_TASK PROMPT_
Please list every proper name (people, organizations, places, publications and named studies) that appears in the article on citrus fruit and stroke risk.
Start of EXCERPT
Citrus fruit linked to lower ischemic stroke risk
Citrus Fruit Linked to Lower Risk of Ischemic Stroke
HealthDay News -- A compound found in oranges, grapefruit and other citrus fruit may lower stroke risk in women, results from an observational study suggest.
Women who consumed the highest levels of flavanone were 19% less likely to experience an ischemic stroke during a 14-year study period than those who consumed the least flavanone (P=0.04), Aedín Cassidy, PhD, from the Norwich Medical School in the United Kingdom, and colleagues reported in Stroke.
They conducted a prospective study among 69,622 women who participated in the Nurses' Health Study. Total flavonoid and subclass intakes were calculated from semi-quantitative food-frequency questionnaires collected every four years. A total of 1,803 strokes were confirmed during the study period.
After adjusting for other variables, women in the highest quintile of flavanone intake had a relative risk (RR) of ischemic stroke of 0.81 (95% CI: 0.66-0.99), compared with the lowest quintile. Consumption of citrus fruit and juice, showed a similar trend (relative risk 0.90, 95% CI 0.77 to 1.05). The benefit however, was not observed with total flavanoid intake (P=0.36 for trend).
End of EXCERPT
Start of MATERIAL PROVIDED
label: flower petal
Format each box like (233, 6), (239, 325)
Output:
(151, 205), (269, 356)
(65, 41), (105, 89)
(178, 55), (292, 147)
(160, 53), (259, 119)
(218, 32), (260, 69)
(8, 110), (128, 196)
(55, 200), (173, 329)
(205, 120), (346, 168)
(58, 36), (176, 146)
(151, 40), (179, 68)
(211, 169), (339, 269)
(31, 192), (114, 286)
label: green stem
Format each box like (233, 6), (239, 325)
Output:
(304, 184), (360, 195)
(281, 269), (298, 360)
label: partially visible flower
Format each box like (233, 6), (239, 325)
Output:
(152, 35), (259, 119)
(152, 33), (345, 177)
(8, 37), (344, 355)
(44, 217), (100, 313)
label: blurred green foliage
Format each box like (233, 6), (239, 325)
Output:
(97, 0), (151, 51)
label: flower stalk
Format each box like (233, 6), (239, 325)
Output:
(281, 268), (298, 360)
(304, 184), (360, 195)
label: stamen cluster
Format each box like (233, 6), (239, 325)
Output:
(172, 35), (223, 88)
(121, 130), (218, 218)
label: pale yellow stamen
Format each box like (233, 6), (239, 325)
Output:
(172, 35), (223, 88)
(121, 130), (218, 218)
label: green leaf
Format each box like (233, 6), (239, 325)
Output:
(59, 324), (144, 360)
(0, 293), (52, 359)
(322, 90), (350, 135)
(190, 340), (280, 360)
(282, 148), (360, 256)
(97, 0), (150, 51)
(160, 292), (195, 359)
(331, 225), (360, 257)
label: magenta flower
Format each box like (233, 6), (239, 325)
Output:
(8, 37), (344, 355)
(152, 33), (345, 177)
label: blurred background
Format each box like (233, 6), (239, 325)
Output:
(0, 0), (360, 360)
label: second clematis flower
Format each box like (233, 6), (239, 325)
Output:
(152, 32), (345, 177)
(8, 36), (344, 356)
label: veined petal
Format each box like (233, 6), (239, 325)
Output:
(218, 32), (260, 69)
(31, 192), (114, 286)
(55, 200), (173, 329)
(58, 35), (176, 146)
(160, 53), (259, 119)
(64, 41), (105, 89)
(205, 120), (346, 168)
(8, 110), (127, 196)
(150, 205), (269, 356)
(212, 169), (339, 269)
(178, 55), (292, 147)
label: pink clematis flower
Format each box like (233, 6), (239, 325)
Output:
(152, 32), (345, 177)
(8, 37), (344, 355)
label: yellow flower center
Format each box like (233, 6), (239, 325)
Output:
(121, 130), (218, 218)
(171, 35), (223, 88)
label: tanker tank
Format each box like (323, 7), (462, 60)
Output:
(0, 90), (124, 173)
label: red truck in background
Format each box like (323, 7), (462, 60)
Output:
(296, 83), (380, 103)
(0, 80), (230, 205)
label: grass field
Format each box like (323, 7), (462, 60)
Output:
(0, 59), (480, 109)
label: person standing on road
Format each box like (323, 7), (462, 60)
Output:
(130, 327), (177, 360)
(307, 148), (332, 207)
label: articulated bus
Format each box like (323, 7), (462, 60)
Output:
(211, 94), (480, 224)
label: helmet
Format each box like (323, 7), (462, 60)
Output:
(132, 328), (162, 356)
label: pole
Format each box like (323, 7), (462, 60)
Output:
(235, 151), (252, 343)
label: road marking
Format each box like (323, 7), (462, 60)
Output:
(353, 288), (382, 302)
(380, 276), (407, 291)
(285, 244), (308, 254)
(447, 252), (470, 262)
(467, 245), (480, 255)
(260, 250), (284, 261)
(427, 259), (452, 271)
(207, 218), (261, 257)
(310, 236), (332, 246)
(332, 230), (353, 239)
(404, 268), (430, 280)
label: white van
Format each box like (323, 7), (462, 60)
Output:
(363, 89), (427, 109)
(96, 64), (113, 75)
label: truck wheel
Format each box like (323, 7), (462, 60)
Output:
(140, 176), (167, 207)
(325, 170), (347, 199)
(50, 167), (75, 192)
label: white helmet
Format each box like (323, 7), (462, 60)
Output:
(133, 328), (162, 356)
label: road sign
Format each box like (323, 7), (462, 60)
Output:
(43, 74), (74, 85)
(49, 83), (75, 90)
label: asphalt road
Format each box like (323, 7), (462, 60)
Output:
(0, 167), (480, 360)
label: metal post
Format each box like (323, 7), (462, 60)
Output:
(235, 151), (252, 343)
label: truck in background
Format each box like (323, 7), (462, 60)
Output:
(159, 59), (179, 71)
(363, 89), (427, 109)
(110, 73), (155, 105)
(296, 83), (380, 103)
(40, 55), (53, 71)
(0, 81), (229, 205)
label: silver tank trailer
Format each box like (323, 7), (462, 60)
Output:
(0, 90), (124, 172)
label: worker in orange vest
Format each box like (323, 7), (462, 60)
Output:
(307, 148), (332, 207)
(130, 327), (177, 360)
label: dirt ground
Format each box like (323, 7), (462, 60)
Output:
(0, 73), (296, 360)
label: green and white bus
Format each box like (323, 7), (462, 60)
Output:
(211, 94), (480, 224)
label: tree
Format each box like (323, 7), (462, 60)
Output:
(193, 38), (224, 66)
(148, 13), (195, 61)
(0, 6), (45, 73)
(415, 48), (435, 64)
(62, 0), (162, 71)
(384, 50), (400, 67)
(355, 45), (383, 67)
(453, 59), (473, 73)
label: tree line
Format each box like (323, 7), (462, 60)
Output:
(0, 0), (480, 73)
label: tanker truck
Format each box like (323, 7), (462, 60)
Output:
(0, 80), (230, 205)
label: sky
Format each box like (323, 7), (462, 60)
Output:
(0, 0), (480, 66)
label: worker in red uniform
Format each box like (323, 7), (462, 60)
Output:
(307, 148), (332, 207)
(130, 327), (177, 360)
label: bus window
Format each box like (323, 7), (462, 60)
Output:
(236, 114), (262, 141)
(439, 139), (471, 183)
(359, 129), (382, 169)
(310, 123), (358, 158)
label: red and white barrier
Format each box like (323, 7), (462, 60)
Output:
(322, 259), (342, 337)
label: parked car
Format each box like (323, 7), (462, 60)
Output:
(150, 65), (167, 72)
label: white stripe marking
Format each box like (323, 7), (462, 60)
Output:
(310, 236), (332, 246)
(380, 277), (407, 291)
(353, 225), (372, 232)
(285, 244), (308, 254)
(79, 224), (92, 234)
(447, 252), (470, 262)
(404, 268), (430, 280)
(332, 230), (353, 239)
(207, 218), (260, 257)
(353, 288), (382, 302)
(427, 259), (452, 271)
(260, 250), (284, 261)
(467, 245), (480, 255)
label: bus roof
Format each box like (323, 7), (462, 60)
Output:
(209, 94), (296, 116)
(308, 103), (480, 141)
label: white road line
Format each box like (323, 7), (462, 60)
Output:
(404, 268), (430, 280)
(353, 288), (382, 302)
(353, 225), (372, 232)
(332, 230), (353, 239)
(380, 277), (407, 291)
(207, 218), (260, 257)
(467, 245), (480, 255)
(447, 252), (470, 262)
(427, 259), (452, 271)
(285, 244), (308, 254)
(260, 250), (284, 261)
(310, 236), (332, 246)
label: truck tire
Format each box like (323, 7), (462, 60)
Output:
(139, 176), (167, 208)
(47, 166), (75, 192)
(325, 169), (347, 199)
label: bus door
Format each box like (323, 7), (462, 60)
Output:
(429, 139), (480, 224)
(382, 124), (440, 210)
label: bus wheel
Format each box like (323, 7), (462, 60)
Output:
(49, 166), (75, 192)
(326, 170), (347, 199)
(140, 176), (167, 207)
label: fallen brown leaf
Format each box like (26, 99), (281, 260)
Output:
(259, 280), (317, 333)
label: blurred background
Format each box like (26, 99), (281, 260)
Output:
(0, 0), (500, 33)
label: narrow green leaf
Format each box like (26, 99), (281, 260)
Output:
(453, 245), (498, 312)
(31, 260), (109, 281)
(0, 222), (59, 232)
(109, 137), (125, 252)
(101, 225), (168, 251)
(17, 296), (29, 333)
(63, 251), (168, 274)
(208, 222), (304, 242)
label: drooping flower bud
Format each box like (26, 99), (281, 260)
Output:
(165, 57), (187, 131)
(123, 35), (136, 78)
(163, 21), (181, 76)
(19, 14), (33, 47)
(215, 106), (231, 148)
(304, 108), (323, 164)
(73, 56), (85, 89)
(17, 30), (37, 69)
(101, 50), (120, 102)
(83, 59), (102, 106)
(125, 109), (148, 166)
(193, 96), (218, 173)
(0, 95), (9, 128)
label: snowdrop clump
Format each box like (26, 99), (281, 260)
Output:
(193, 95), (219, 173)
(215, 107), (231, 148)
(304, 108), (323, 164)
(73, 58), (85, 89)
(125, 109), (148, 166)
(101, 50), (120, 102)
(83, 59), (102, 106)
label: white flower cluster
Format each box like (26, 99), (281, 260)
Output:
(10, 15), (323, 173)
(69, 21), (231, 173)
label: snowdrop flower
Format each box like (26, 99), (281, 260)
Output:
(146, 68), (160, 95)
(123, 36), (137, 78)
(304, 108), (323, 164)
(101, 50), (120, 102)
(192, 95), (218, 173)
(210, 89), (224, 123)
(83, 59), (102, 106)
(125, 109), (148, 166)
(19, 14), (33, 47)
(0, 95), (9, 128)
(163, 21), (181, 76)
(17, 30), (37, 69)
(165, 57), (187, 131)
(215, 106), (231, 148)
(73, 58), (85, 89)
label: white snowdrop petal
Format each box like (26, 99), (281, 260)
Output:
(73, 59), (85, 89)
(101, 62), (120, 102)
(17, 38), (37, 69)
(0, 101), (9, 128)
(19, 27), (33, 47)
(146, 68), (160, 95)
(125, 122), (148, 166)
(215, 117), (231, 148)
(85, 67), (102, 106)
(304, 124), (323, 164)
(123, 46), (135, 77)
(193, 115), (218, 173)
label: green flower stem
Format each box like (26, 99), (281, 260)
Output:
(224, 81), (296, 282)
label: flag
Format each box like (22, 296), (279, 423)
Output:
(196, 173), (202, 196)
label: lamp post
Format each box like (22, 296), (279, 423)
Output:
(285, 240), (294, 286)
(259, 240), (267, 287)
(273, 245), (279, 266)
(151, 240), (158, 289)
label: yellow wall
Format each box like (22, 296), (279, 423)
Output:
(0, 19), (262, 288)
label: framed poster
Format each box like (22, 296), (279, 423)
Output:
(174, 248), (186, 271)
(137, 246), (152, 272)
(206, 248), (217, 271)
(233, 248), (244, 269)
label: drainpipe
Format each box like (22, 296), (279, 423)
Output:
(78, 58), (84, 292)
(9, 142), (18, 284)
End of MATERIAL PROVIDED
Start of MATERIAL PROVIDED
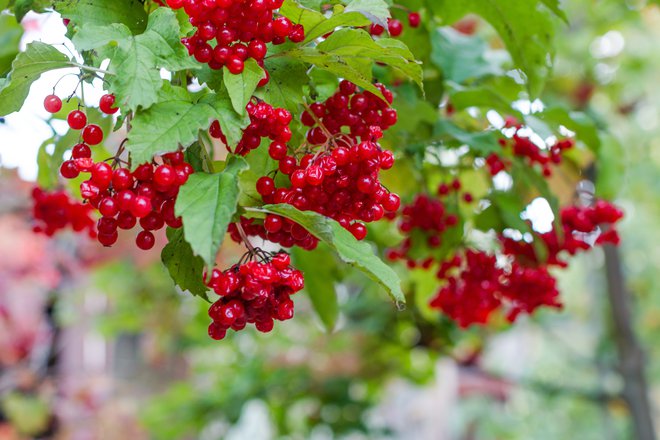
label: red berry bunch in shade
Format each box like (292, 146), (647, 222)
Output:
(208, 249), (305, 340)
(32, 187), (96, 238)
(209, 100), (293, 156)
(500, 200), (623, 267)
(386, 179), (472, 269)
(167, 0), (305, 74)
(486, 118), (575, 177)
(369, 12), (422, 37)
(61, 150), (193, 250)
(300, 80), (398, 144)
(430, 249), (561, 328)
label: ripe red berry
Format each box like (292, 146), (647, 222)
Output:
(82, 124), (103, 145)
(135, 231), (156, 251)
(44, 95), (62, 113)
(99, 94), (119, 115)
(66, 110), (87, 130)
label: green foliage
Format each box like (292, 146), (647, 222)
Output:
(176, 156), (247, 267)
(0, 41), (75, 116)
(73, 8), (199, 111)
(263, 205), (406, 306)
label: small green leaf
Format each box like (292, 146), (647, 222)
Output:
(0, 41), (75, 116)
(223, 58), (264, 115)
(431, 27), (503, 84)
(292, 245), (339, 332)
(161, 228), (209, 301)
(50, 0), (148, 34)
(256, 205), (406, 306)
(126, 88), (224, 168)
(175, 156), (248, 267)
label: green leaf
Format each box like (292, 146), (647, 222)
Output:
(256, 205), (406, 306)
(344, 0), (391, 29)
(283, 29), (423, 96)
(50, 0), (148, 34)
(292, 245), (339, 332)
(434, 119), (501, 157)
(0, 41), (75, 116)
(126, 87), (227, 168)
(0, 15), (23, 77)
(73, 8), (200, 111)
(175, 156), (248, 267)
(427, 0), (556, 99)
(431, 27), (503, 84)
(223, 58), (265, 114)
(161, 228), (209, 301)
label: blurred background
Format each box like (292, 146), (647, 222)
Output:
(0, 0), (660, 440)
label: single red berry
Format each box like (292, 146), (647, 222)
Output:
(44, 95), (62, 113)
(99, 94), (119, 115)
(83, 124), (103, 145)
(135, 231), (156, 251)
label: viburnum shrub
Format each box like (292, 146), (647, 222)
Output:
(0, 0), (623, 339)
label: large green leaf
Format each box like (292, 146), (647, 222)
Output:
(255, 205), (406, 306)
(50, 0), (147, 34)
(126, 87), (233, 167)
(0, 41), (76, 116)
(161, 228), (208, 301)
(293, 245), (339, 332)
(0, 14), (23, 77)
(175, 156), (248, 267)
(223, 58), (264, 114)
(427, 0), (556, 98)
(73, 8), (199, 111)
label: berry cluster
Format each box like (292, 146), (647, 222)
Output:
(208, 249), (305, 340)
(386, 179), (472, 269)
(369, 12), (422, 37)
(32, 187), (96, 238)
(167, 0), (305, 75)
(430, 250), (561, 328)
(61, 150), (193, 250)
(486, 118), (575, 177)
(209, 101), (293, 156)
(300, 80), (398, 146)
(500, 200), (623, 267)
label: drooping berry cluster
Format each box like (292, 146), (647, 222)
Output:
End of MATERIAL PROVIDED
Start of MATERIAL PROVIDED
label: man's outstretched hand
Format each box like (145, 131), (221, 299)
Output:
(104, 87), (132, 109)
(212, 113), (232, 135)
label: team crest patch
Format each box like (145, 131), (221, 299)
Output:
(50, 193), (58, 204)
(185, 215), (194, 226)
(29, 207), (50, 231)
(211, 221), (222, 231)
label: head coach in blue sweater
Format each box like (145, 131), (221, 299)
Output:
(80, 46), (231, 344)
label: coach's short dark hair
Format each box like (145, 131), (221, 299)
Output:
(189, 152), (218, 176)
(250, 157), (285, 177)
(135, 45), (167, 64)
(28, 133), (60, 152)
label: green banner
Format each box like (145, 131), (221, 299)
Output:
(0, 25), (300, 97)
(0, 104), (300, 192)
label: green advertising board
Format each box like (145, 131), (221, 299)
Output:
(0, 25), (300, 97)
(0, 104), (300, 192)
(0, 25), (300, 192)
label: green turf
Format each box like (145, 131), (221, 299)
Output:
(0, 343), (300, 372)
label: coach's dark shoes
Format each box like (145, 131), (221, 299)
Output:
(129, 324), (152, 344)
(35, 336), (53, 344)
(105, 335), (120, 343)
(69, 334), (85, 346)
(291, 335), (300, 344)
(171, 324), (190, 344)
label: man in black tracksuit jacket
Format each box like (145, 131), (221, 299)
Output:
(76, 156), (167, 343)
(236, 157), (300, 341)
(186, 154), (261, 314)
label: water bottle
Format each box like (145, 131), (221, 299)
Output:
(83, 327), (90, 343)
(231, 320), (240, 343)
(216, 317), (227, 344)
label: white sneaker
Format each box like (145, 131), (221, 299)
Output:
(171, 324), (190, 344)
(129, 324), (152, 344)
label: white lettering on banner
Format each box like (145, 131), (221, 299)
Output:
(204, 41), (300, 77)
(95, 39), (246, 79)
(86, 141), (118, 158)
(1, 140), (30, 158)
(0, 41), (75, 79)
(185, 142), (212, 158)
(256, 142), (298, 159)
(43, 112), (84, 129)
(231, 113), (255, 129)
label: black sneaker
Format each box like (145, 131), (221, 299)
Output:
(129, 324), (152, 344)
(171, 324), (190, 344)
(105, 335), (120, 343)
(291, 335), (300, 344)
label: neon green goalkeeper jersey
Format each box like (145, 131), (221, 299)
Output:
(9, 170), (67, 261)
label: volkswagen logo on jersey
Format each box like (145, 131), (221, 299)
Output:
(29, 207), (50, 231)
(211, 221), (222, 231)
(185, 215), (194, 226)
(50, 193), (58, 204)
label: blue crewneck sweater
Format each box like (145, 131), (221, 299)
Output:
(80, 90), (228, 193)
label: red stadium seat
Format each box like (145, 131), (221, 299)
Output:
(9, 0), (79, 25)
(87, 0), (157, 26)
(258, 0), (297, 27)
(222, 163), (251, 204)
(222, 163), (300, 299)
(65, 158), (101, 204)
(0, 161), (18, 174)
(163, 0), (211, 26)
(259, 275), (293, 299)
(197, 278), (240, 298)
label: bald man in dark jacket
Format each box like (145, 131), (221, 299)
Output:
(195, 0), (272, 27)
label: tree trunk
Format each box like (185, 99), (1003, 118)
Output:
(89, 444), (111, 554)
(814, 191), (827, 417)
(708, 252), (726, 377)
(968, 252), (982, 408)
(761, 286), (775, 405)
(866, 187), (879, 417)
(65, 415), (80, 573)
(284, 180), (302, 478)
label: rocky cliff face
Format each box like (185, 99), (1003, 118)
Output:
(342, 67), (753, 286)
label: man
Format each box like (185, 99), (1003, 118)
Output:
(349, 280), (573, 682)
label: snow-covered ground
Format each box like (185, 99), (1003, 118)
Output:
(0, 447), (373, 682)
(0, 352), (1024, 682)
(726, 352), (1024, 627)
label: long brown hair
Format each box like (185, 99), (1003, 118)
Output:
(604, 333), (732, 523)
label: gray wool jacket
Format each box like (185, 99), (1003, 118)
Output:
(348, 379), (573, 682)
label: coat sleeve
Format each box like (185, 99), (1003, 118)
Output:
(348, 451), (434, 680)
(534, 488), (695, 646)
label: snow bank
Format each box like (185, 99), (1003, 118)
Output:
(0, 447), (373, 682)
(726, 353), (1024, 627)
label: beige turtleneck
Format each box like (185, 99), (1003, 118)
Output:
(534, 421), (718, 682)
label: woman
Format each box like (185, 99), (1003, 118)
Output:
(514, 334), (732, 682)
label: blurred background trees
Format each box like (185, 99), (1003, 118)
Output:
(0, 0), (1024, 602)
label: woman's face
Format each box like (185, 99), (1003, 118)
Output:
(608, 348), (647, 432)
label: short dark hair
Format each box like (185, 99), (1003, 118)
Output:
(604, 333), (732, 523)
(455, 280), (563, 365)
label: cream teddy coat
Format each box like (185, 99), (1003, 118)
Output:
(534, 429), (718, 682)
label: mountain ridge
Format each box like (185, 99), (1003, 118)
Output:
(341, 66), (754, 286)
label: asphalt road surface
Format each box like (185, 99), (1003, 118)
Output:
End of MATERIAL PROVIDED
_EXERCISE ANSWER_
HealthDay News
Aedín Cassidy
Norwich Medical School
United Kingdom
Stroke
Nurses' Health Study